Only a minimal acquaintance with XML is assumed in the following explanation. Indeed an acquaintance with HTML from building simple web pages, along with the knowledge that XML allows user-defined tag names whereas HTML comes with a set of pre-defined tag names, should be sufficient to allow understanding of the following explanation. For key DXLT elements, the correspondence to the structural component of the meta-model in the ISO TC 37 TMF project is given.

[1] <?XML ... : These lines state that the following lines constitute an XML document that conforms to version 1.0 of the definition of XML by the World Wide Web consortium (W3C) and to the DXLT DTD.

[2] <martif ...: This line states that this particular XML document is an DXLT document and thus, along with other members of the XLT family, an be validated against a specification of the XLT core structure, which, for this document, is called XLTcdV04, and can be checked for adherence against the master Default DCS module. The lang attribute indicates that the default language for text in this document is English (ISO 639 code 'en').

[3] <martifHeader ...: These lines provide global information about the collection: specifically, a file description indicating that the example was derived from an entry in an termbase used at Oracle corporation and that the DXLT DCS (DXLTdV04, 'd' for DCS), not to be confused with the XLT core DTD (XLTcd04, 'cd' for core DTD) is being used.

[4] <text> <body>: The text element surrounds the body element, which contains the collection of concept-oriented "Teminological Entry" (<termEntry>) elements.

[5] <termEntry ...: Each termEntry element is one instance of the "Terminological Entry" object class. The id attribute has a value that is unique throughout the document, making it possible for other elements to point unambiguously to this element.

[6] <descrip type='subjectField' ...: The subject field data category is authorized by the DCS (Data Constraint Specification) mentioned above. It consists of a meta data category element (descrip) with the specific data category indicated in the value of the type attribute.

[7] <descrip type='definition' ...: This piece of descriptive information is also associated with the concept.

[8] <langSet lang='en'>: The langSet element corresponds to a "Language Section" object class, according to which a Terminological Entry consists of associated information and language sections. This line begins the English Language Section.

[9] <tig><term> ...: The meta-model states that a Language Section consists of instances of a "Term Section" object class, which, in DXLT corresponds to a <tig> (or <ntig>) element. An instance of a Term Section consists of a term and associated information, which in this case is the term type. The name tig stands for term information group.

• [DATA]
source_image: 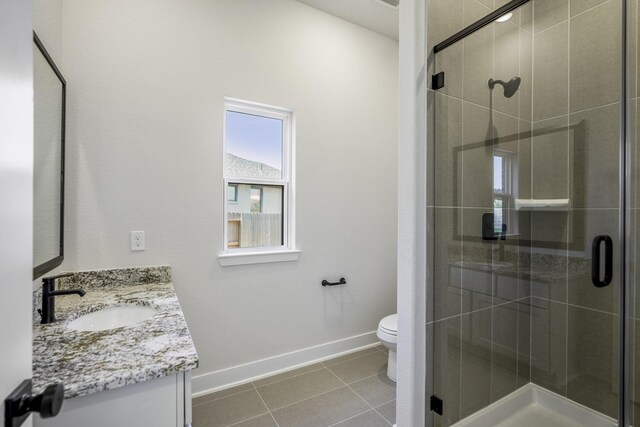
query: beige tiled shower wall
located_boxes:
[427,0,624,426]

• [STATED PROBLEM 1]
According to the DXLT explanation, what does the name tig stand for?
• [STATED PROBLEM 2]
Resume the DXLT explanation after its final sentence.
The data has no role in anything asked here.

• [EXERCISE ANSWER 1]
Term information group.

• [EXERCISE ANSWER 2]
[10] <termNote type='termType' ...: This piece of descriptive information associated with the term is the 12620 data category "term type". Its value is "fullForm". A termNote tag is used instead of descrip since the information is closely associated with the term itself rather than the concept being described.

[11] </tig>: This element simply ends the current Term Section.

[12] </langSet>: This element ends the English Language Section.

[13] <langSet lang='hu'>: This element begins the Hungarian Language Section.

[14] <tig> ...: This line consists of a Term Section with a Hungarian term but no definition and no explicit term type. Each character of the term that is not found in ISO 646 is represented as a hex character reference corresponding directly to a Unicode character. The actual Hungarian term is "Alfa simítási tényezõ". Note that the final character "õ" (o-tilde) should more properly be an o-double-acute, which is represented by the following Unicode hex character reference: "ő", a character not available in a typical font. In XML, a Unicode hex character reference consists of "&#x" + four hex digits from the Unicode standard + a semicolon.

[15] </langSet>: This element ends the Hungarian Language Section.

[16] </termEntry>: This element ends the current Terminological Entry.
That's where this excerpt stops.